== YOUR TASK ==
Transcribe all of the data exactly. Omit the pictures.

== RECORD EXCERPTS ==
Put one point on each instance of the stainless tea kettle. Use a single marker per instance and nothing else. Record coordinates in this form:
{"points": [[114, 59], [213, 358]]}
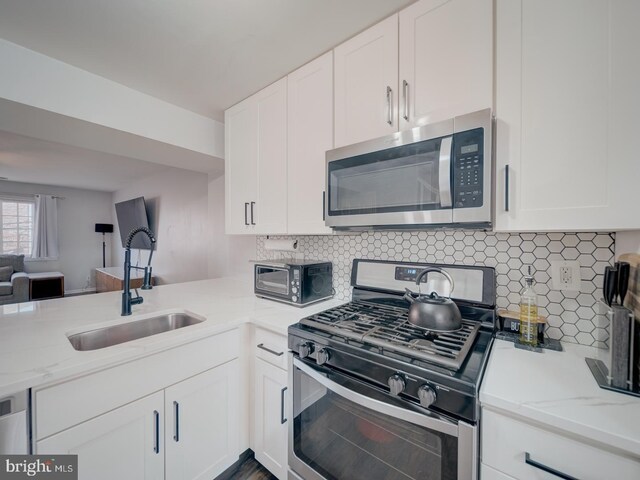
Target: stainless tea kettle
{"points": [[433, 312]]}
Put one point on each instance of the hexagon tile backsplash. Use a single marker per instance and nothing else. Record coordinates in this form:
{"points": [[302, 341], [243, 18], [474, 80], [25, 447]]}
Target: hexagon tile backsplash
{"points": [[572, 316]]}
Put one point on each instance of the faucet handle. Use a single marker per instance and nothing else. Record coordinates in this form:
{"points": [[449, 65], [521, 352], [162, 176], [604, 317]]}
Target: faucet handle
{"points": [[146, 283]]}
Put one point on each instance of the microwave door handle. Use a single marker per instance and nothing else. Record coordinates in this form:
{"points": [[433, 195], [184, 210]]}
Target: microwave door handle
{"points": [[429, 421], [445, 172]]}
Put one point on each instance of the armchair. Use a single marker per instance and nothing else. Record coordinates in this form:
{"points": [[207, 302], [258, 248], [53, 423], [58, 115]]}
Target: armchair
{"points": [[15, 290]]}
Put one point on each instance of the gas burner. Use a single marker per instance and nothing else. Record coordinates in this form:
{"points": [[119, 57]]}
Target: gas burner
{"points": [[387, 327]]}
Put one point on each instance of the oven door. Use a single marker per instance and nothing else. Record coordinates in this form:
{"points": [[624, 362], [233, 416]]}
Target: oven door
{"points": [[272, 281], [342, 428], [402, 179]]}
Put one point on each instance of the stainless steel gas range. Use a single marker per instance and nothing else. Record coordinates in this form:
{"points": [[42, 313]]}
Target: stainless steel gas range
{"points": [[375, 397]]}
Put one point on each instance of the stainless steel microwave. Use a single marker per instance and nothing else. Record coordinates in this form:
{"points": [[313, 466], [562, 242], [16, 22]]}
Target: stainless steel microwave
{"points": [[436, 175], [293, 282]]}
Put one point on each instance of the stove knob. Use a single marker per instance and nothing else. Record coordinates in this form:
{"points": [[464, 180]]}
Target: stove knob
{"points": [[305, 349], [427, 396], [396, 384], [322, 356]]}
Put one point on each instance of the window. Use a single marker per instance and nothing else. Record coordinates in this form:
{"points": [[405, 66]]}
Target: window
{"points": [[16, 226]]}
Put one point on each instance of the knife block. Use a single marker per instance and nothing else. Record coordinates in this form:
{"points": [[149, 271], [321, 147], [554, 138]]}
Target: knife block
{"points": [[621, 347]]}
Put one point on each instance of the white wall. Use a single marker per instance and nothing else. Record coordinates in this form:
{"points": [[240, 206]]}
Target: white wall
{"points": [[627, 242], [80, 246], [228, 254], [177, 208], [37, 80]]}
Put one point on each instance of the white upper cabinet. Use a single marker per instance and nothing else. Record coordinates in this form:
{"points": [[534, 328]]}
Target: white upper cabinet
{"points": [[567, 108], [256, 163], [241, 156], [270, 207], [310, 135], [366, 84], [446, 60]]}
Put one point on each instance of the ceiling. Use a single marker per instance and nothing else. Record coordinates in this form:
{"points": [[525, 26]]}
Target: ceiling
{"points": [[26, 159], [203, 55]]}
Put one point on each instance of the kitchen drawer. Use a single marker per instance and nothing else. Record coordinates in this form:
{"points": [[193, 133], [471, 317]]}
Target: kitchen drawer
{"points": [[505, 441], [66, 404], [271, 347]]}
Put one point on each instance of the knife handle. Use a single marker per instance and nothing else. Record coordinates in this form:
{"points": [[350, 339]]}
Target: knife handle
{"points": [[624, 270], [610, 285]]}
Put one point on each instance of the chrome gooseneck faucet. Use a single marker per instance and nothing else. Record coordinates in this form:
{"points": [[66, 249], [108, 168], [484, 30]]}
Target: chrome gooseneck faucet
{"points": [[127, 301]]}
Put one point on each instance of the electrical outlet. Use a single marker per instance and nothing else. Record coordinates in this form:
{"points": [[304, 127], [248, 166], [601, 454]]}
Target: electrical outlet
{"points": [[565, 275]]}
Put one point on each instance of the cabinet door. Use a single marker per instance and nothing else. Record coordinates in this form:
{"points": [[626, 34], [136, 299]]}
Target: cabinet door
{"points": [[269, 212], [126, 443], [446, 60], [270, 434], [241, 156], [310, 135], [366, 84], [201, 435], [566, 109]]}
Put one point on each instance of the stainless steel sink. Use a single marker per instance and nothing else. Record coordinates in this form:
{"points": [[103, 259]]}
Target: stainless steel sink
{"points": [[125, 332]]}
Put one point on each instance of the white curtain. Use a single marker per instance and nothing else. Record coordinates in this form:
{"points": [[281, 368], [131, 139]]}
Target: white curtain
{"points": [[45, 231]]}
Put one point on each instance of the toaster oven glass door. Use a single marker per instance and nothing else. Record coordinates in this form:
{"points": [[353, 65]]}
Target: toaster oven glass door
{"points": [[272, 280]]}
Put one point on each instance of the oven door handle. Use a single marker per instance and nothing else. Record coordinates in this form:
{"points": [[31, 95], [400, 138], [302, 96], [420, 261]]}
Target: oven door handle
{"points": [[427, 420], [444, 169]]}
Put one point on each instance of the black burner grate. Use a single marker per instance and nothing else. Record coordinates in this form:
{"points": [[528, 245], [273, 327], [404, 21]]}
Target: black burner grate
{"points": [[388, 327]]}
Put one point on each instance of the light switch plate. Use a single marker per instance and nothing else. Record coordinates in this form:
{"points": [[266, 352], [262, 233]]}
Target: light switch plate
{"points": [[565, 275]]}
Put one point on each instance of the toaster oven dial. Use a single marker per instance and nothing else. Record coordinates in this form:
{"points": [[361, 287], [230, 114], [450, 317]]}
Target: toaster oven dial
{"points": [[322, 356], [396, 384], [305, 349], [427, 396]]}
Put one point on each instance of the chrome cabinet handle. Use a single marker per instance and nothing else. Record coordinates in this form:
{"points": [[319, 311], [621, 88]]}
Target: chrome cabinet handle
{"points": [[506, 188], [444, 172], [176, 426], [405, 94], [282, 419], [156, 432], [324, 207], [389, 107], [273, 352], [529, 461]]}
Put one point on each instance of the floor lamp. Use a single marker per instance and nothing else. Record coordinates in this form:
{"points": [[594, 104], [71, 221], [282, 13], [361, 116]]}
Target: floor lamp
{"points": [[104, 228]]}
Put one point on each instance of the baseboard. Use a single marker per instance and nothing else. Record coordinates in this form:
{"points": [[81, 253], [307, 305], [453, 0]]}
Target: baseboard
{"points": [[80, 291], [228, 473]]}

== PROBLEM SOLUTION ==
Put one point on each instance of the stainless tea kettle. Use a single marker per instance and nothing else. Record coordinates in this form:
{"points": [[114, 59], [213, 358]]}
Target: stainless tea kettle
{"points": [[433, 312]]}
Put one point on each instance of the hexagon tile backsplash. Use a single marker per instance and nothing else. Record coordinates in this form:
{"points": [[302, 341], [243, 18], [474, 80], [25, 447]]}
Target: hexagon tile backsplash
{"points": [[572, 316]]}
Put one point on each instance of the faucet handle. Use a single marker per instance and nothing else. Record coordinates in this form:
{"points": [[449, 65], [521, 352], [162, 176], [604, 317]]}
Target: faucet handle
{"points": [[146, 283]]}
Put one point on each instance of the microwave door handle. Use a single marker per instance and nothing else. Record coordinates in this form:
{"points": [[433, 195], [184, 210]]}
Target: microwave door handle
{"points": [[429, 421], [445, 172]]}
Put one point on each instance of the armchair. Use a single marker per instance and nothing else. Record coordinates in this form:
{"points": [[207, 302], [258, 248], [53, 423], [58, 115]]}
Target: armchair
{"points": [[15, 290]]}
Put one point on each instance of the gas burner. Use a single marker per instance and nothing else. Record coordinates in this form:
{"points": [[119, 57]]}
Target: gas burner
{"points": [[387, 327]]}
Put one point on each instance of the oven door. Use a single marker per instance and nothing else. Record coordinates in this form:
{"points": [[624, 362], [233, 416]]}
Target: oven door
{"points": [[272, 281], [342, 428], [402, 179]]}
Put one point on each instance of the stainless steel gas range. Use a single marker per instance and nothing else. Record coordinates in this form:
{"points": [[42, 313]]}
Target: stainless steel gas range
{"points": [[375, 397]]}
Put one point on each instance of the stainless steel microwave. Use a single marker per instance and nothing else. Record coordinates in this form:
{"points": [[313, 466], [562, 242], [16, 22]]}
Target: stainless steel microwave
{"points": [[436, 175], [293, 282]]}
Put one point on each instance of the stove knob. Use a single marker per instance and nothing else. Record coordinates in this form:
{"points": [[464, 180]]}
Target: stove knob
{"points": [[305, 349], [427, 396], [396, 384], [322, 356]]}
Put one point on each instance of the window. Use a single marker per instance and nothing else. Record coordinates in this form:
{"points": [[405, 66]]}
Target: window
{"points": [[16, 226]]}
Put one point on each instance of the knife block. Use a single marker per instance and nothing else. Record coordinates in this form:
{"points": [[149, 271], [321, 147], [554, 138]]}
Target: knife block
{"points": [[621, 347]]}
Put one point on each instance of the white wall. Use a single marker per instance and nothing else. Record coordinates in this form:
{"points": [[240, 206]]}
Target: white wall
{"points": [[627, 242], [80, 246], [228, 254], [177, 208], [37, 80]]}
Put one point on each instance of the white upper cabinet. Use a single marker per instance and nothing else. Record coordinates in this form:
{"points": [[534, 328]]}
Target: white upper cabinet
{"points": [[567, 108], [256, 163], [241, 156], [270, 207], [310, 135], [366, 84], [446, 60]]}
Put one point on each instance of the ceiling. Use a single marker per instance and nothing else. Record coordinates in this form:
{"points": [[525, 26]]}
Target: ceiling
{"points": [[26, 159], [203, 55]]}
Put one point on each instance of the kitchen drawer. Use a single marker per instance and nothing else. Record coordinates in this form:
{"points": [[193, 133], [471, 317]]}
Target: kitchen drawer
{"points": [[505, 441], [66, 404], [271, 347]]}
Put one point on each instance of the knife handle. Use a single marker per instance and nothing else. Record coordinates in this form:
{"points": [[350, 339]]}
Target: knife handle
{"points": [[624, 270], [610, 285]]}
Put one point on each instance of the chrome gooseneck faucet. Use a single marker per instance and nothing else. Record coordinates in this form:
{"points": [[66, 249], [108, 168], [484, 30]]}
Target: chrome gooseneck faucet
{"points": [[127, 301]]}
Put one point on each instance of the electrical outlet. Use a single marker per instance and nothing else. Record coordinates in this form:
{"points": [[304, 127], [248, 166], [601, 454]]}
Target: electrical outlet
{"points": [[565, 275]]}
Put one point on each instance of the cabinet door. Use a single marker per instance and nothing else. Record coordinates in this form:
{"points": [[626, 34], [136, 299]]}
Target: cabinet door
{"points": [[269, 212], [126, 443], [446, 60], [270, 434], [241, 156], [310, 135], [366, 84], [201, 435], [566, 109]]}
Put one point on each instance of the stainless steel sink. Use a single marker per instance and nothing else. Record coordinates in this form:
{"points": [[103, 259]]}
Target: stainless steel sink
{"points": [[125, 332]]}
Put one point on each instance of the white curtain. Use a single marker per instance and nothing else. Record coordinates in this form:
{"points": [[281, 368], [131, 139]]}
Target: white curtain
{"points": [[45, 231]]}
Put one point on each instance of the toaster oven glass door. Use a single marker per instance and nothing else. Record coordinates in this form:
{"points": [[353, 65]]}
Target: toaster oven glass door
{"points": [[272, 280]]}
Put one point on each instance of the oven door handle. Use a single marker per instance and nothing else. Record coordinates in this form:
{"points": [[31, 95], [400, 138], [302, 96], [420, 261]]}
Target: oven door handle
{"points": [[427, 420], [444, 169]]}
Put one point on each instance of the black burner grate. Use a single marker per instance and nothing else. Record coordinates in this form:
{"points": [[528, 245], [273, 327], [404, 21]]}
Target: black burner grate
{"points": [[388, 327]]}
Put one point on each instance of the light switch plate. Use a single marker per instance and nothing else. Record coordinates in this form:
{"points": [[266, 352], [262, 233]]}
Target: light switch plate
{"points": [[565, 275]]}
Put one point on each instance of the toaster oven dial. Use a single marker per instance and nothing else. Record coordinates in this form:
{"points": [[361, 287], [230, 114], [450, 317]]}
Target: toaster oven dial
{"points": [[322, 356], [396, 384], [305, 349], [427, 396]]}
Put one point on each instance of the chrome cabinet handle. Use a single marker per instance and nothing else. Record coordinates in this form:
{"points": [[319, 311], [621, 88]]}
Target: chrome cabinet handle
{"points": [[506, 188], [444, 172], [176, 426], [405, 94], [282, 419], [156, 432], [324, 207], [389, 107], [273, 352], [529, 461]]}
Put one point on each instance of the floor lamp. Use a single marker per instance and nothing else. Record coordinates in this form:
{"points": [[594, 104], [71, 221], [282, 13], [361, 116]]}
Target: floor lamp
{"points": [[104, 228]]}
Put one point on each instance of the baseboard. Use a single marker per instance and nothing else. Record coordinates in this form:
{"points": [[81, 253], [307, 305], [453, 0]]}
Target: baseboard
{"points": [[80, 291], [228, 473]]}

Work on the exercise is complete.